- [ТЕКСТ ДЛЯ АНАЛИЗА]
>>
Да, есть технические моменты. Например, у врача закончились бланки для рецептов, кто-то недозаказал. Но это можно планировать. Редко когда рецепт оформляется на месте в амбулатории, поскольку пациенту или его родственнику нужно ехать за печатью организации в поликлинику. Ближайшая аптека, где можно купить морфин, находится в сотне километров от дома. В Кировоградской области, например, всего пять аптек, где можно купить таблетированный морфин, из них три находятся в Кропивницком. В стационарах не хватает денег на закупку препарата. Медики готовы назначать обезболивающее как надо, но дают сколько есть. Все это постепенно можно исправить.
"Обезболить — не значит, сделать так, чтобы болело чуть-чуть, это значит сделать так, чтобы не болело вообще, без прорывов боли"
Вопрос в другом. Врачи яростно защищают пациентов от наркозависимости. Они беспокоятся о том, чтобы люди с прогнозом жизни месяц, два, три не стали зависимыми. И пугают их: если сейчас будете принимать, то потом уже ничего действовать не будет. Но ведь ничего уже и не надо. Задача в том, чтобы люди прожили отведенное им время достойно, а не с криком. Ведь в памяти родных они остаются именно такими — измученными, сами не хотящими жить и не дающими жить тем, кто рядом.
<<
- [СПИСОК ЗАДАНИЙ]
**a.** Ответьте на вопросы по тексту об обезболивании:
(i) Сколько в Кировоградской области аптек, где можно купить таблетированный морфин?
(ii) Куда пациенту или его родственнику нужно ехать за печатью организации?
(iii) От чего врачи яростно защищают пациентов?
**b.** Перепишите слово в слово часть текста об обезболивании между словами «Да, есть технические» и «постепенно можно исправить.», включая их.
Следующие далее строки — отдельный материал, к тексту они не относятся.

- [ПРЕДОСТАВЛЕННЫЕ ДАННЫЕ]
>>
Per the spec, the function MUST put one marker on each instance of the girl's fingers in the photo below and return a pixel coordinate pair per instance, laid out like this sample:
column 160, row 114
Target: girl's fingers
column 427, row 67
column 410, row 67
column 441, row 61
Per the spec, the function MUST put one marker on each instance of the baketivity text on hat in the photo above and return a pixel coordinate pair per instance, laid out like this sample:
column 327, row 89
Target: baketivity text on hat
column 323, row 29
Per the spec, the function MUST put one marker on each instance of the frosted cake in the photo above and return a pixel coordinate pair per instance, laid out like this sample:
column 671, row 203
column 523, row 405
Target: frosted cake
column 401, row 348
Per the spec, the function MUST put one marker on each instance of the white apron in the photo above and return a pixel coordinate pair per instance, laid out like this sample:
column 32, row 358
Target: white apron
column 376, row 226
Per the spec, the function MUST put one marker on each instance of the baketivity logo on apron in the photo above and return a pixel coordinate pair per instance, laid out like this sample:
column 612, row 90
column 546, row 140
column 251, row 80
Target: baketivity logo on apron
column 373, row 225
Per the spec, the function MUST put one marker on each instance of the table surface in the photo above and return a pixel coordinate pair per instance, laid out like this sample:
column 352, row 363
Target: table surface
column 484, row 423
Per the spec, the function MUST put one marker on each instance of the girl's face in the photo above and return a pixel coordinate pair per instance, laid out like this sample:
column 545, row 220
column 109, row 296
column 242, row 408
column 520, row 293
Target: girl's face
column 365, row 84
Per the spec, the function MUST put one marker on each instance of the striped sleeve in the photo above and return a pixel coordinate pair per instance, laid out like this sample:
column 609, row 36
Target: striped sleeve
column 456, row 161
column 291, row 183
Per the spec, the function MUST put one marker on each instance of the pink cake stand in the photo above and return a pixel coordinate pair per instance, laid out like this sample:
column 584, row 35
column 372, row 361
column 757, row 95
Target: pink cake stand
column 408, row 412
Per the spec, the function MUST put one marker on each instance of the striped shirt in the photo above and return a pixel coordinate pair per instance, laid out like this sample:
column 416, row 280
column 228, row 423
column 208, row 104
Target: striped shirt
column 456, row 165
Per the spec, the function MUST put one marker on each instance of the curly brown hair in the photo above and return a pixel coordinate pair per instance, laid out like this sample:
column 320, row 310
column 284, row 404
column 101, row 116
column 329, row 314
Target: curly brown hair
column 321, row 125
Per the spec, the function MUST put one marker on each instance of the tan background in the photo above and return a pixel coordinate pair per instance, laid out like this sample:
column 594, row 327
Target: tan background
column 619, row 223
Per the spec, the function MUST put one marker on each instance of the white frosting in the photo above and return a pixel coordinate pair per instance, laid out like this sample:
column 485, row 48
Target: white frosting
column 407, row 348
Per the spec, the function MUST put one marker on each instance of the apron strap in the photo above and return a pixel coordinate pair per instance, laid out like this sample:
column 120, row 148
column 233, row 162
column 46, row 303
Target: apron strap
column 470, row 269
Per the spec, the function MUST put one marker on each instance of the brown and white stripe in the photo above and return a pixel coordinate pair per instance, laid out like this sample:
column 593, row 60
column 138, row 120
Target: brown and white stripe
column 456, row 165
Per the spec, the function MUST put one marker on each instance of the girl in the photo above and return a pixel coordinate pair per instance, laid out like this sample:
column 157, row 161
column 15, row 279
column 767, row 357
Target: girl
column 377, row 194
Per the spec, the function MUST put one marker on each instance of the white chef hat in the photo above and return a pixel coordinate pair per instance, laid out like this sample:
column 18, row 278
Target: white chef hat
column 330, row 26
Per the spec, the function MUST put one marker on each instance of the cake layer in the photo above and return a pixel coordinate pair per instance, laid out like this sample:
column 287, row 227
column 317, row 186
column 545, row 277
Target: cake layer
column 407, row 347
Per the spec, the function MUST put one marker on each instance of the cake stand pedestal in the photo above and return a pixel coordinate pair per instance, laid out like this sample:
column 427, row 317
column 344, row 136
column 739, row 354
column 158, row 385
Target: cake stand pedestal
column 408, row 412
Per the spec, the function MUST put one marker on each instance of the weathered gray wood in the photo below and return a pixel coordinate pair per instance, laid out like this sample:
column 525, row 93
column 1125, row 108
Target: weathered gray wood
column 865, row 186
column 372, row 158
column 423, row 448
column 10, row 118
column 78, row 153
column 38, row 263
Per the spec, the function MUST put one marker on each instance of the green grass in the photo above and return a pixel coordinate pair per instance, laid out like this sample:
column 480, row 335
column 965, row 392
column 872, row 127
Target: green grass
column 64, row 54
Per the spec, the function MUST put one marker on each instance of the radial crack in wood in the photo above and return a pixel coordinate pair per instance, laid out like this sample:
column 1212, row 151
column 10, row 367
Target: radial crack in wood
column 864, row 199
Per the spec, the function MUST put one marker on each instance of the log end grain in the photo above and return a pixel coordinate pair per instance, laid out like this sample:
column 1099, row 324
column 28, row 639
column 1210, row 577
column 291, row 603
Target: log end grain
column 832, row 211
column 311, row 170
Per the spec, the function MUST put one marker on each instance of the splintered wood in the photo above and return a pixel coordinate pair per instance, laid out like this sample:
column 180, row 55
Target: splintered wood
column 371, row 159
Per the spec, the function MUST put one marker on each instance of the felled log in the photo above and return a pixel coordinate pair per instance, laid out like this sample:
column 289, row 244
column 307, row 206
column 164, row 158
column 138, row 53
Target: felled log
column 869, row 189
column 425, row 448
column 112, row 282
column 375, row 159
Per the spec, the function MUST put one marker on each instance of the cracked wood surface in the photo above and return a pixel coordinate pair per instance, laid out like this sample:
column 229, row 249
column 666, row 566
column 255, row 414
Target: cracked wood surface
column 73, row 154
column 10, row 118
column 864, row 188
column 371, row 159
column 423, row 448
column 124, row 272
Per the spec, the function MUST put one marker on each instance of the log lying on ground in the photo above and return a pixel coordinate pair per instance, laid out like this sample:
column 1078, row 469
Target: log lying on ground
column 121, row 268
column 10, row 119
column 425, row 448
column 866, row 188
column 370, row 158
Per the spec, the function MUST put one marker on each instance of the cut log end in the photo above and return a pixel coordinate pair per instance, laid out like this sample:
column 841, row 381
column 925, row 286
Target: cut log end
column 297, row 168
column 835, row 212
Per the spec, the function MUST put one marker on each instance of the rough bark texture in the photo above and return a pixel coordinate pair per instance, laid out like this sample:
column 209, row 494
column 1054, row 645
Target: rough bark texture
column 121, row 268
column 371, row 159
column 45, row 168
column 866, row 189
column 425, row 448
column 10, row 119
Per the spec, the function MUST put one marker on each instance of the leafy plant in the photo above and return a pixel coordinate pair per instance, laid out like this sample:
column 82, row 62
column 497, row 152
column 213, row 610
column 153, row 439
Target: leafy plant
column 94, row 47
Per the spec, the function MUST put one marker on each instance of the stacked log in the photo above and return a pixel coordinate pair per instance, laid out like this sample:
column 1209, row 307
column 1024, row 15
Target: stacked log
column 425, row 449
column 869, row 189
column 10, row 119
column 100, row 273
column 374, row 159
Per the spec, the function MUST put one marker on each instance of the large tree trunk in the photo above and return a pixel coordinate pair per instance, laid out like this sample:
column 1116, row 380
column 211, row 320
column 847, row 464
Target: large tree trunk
<<
- [ОТВЕТЫ К ЗАДАНИЯМ]
**a.**
(i) Пять.
(ii) В поликлинику.
(iii) От наркозависимости.

**b.**
Да, есть технические моменты. Например, у врача закончились бланки для рецептов, кто-то недозаказал. Но это можно планировать. Редко когда рецепт оформляется на месте в амбулатории, поскольку пациенту или его родственнику нужно ехать за печатью организации в поликлинику. Ближайшая аптека, где можно купить морфин, находится в сотне километров от дома. В Кировоградской области, например, всего пять аптек, где можно купить таблетированный морфин, из них три находятся в Кропивницком. В стационарах не хватает денег на закупку препарата. Медики готовы назначать обезболивающее как надо, но дают сколько есть. Все это постепенно можно исправить.